◆ Texto para leitura
○ ○ ○ ○ ○
Realizou estudo de imunodeficiências primárias, nomeadamente, doseamento de imunoglobulinas A, E e G, quantificação das populações linfocitárias T/B/NK, estudo da capacidade oxidativa dos neutrófilos e monócitos por citometria de fluxo e atividade do complemento (CH50), que foram normais. Durante os dez meses de seguimento não houve recorrência das lesões genitais.

 

DISCUSSÃO

Lipschütz descreveu pela primeira vez, em 1913, a “ulcus vulvae acutum”, como sendo uma doença aguda, caracterizada por úlceras genitais, de aparecimento súbito em crianças e adolescentes do sexo feminino, que se manifestam sobretudo em contexto de uma síndrome febril, com febre elevada, odinofagia, astenia, mialgias, linfadenopatias ou cefaleia.1

A incidência da úlcera vulvar aguda é desconhecida, tendo sido demonstrado em alguns estudos, uma idade média de 12 a 15 anos, com casos raros descritos em crianças pequenas, como no presente caso numa criança de 12 meses.2-7

Apesar da etiologia e patogenia permanecer desconhecida, alguns casos publicados, sugerem que poderá tratar-se de uma manifestação da primo-infeção por EBV.8-10 No presente caso os autores consideram tratar-se de uma úlcera de Lipschütz por primo-infeção a EBV, numa criança de doze meses, previamente saudável, com serologias para EBV positivas.

Quanto ao mecanismo, pensa-se que linfócitos e percursores de células de Langerhans infectados pelo vírus poderão atingir a mucosa genital por via hematogénea ou por auto-inoculação com saliva, urina ou fluido cervicovaginal.2

Além do vírus Epstein-Barr, outros agentes infeciosos foram implicados, nomeadamente o CMV, vírus influenza A, HIV, Mycoplasma pneumoniae, febre tifoide, paratifoide e salmonella.2,3,7,10

As úlceras genitais, surgem de modo súbito, e caracterizam-se por serem múltiplas, profundas, necróticas com bordo violáceo, diâmetro >1 cm e muito dolorosas. Envolvem mais frequentemente os pequenos lábios, mas podem-se estender aos grandes lábios e períneo.

Foram descritas três formas de apresentação diferentes:3

Gangrenosa: úlceras hiperagudas, profundas, de fundo sujo, muito dolorosas, que regridem deixando cicatriz. É a apresentação mais frequente e verificada no presente caso clínico.

Crónica: Úlceras mais superficiais, curam em quatro a seis semanas. Recorrências frequentes.
○ ○ ○ ○ ○
◆ Dados fornecidos
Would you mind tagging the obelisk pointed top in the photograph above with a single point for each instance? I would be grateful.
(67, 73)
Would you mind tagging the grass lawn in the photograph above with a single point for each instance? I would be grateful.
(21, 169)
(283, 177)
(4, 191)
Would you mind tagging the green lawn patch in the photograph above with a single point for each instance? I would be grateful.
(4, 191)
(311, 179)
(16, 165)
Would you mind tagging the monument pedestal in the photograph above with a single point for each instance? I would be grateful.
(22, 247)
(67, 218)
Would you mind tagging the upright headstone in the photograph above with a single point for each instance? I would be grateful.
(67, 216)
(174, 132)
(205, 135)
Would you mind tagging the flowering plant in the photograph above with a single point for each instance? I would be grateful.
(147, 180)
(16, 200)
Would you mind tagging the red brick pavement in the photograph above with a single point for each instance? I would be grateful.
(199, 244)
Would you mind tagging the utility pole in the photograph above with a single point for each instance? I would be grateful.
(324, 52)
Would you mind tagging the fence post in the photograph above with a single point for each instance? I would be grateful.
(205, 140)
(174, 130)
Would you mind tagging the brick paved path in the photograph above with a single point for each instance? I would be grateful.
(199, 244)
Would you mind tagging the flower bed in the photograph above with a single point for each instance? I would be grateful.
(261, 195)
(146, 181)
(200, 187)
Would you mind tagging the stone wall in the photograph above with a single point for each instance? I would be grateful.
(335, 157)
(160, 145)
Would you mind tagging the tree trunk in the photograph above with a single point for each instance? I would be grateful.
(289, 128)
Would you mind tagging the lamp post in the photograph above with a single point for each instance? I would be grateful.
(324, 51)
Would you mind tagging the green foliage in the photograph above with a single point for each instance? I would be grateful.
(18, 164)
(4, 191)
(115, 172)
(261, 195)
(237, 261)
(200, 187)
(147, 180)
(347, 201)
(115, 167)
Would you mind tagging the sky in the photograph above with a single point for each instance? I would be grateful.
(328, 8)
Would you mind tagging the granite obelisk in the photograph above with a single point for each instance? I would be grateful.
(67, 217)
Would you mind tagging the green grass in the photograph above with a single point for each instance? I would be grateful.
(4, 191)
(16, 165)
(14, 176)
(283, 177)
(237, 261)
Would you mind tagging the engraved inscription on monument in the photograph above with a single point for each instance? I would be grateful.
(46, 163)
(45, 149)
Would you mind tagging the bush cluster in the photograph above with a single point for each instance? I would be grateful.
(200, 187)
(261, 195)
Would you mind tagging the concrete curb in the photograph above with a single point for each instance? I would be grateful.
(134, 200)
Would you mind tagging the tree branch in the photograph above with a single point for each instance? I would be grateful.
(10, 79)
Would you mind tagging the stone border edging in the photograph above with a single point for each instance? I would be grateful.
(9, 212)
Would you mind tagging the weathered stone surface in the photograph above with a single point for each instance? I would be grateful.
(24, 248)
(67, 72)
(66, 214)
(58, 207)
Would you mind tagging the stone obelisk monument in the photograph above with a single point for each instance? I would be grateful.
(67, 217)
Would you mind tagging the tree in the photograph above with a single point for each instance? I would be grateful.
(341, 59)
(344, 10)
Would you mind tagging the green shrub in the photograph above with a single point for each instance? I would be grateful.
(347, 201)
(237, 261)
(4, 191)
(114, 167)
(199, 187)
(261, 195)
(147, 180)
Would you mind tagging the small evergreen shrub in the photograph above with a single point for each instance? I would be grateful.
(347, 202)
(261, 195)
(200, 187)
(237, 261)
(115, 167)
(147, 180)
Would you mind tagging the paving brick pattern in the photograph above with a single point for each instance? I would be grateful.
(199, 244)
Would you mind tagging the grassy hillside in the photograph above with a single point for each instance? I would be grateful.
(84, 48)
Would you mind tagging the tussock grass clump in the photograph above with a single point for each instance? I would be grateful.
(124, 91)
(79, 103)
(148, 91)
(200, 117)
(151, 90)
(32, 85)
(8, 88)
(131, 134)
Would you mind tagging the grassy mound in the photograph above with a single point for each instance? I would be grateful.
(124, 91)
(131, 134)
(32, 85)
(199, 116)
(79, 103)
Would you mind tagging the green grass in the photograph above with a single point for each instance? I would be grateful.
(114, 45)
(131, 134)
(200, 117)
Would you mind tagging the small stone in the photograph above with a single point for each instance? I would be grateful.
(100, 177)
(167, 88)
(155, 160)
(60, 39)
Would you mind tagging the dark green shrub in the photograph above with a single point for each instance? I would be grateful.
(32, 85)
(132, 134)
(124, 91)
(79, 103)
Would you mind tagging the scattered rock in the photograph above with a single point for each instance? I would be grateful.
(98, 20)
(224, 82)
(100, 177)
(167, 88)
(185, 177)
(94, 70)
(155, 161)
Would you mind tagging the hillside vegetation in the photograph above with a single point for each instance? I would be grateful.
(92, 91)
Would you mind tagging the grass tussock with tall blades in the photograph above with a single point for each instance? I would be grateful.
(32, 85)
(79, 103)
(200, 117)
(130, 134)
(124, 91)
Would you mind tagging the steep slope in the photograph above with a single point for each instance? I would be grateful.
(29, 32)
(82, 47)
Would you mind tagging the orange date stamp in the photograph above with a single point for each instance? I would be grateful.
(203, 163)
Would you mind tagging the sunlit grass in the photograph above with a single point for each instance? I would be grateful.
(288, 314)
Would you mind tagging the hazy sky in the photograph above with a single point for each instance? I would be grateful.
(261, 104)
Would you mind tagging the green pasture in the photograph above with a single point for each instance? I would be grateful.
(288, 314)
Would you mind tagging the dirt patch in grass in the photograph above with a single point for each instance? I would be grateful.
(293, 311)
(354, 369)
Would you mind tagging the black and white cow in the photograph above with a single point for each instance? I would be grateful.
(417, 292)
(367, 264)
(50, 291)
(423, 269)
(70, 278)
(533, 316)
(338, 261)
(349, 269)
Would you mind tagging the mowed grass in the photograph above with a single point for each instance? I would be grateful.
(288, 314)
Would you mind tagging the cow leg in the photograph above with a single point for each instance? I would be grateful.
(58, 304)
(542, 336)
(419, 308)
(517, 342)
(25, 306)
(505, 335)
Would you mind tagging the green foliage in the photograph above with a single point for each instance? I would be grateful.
○ ○ ○ ○ ○
◆ O que fazer
Dê continuidade ao texto sobre a úlcera de Lipschütz, começando logo após a última frase apresentada.

◆ Resposta do exercício
Miliar: Atinge predominantemente os grandes e pequenos lábios e períneo. Caracteriza-se por múltiplas úlceras fibrinosas e pequenas, com escassos sintomas associados. Sem recorrências e regridem sem deixar cicatriz. 

O diagnóstico é clínico e deve ser equacionado numa criança com febre elevada e aparecimento de uma ou mais úlceras agudas dolorosas ao nível da região vulvar. Nestes casos é mandatório estudo analítico, com hemograma, velocidade de sedimentação, bioquímica sanguínea, serologias do EBV, CMV, VIH, sífilis, hemocultura e cultura do exsudato da úlcera, de forma a excluir outras causas de ulceração genital, nomeadamente, infeções sexualmente transmissíveis (IST) e doenças autoimunes.2,3 A biópsia não está indicada, devido aos achados histopatológicos inespecíficos, que incluem necrose do epitélio e infiltrado neutrófilico, motivo pelo qual não foi realizada.2,7

O diagnóstico diferencial é extenso, incluindo IST (infeção por VHS, HIV, sífilis), causas infeciosas como ectima grangrenoso, não infeciosas (aftose complexa, doença de Behçet, doença de Crohn, pioderma gangrenoso, pênfigo vulvar), traumáticas e neoplásicas. De salientar no presente caso um estudo de imunodeficiências, IST e serologias para CMV e VHS negativos.

O tratamento é essencialmente sintomático, com resolução espontânea na maioria dos casos, consistindo essencialmente no controlo da dor e higiene íntima. Alguns autores aconselham o uso de corticosteroides tópicos de alta potência associado a analgésico oral e tópico (solução de lidocaína 2%), e de corticoide oral, no caso de múltiplas úlceras genitais.2 O uso de antibióticos orais está indicado perante suspeita de sobre-infeção bacteriana ou de celulite vulvar.

Esta condição é autolimitada, com resolução espontânea em duas a seis semanas, sem deixar cicatriz na maioria dos casos, sendo a recorrência rara.2,3 No nosso caso, não houve recorrência das lesões genitais durante os dez meses de seguimento.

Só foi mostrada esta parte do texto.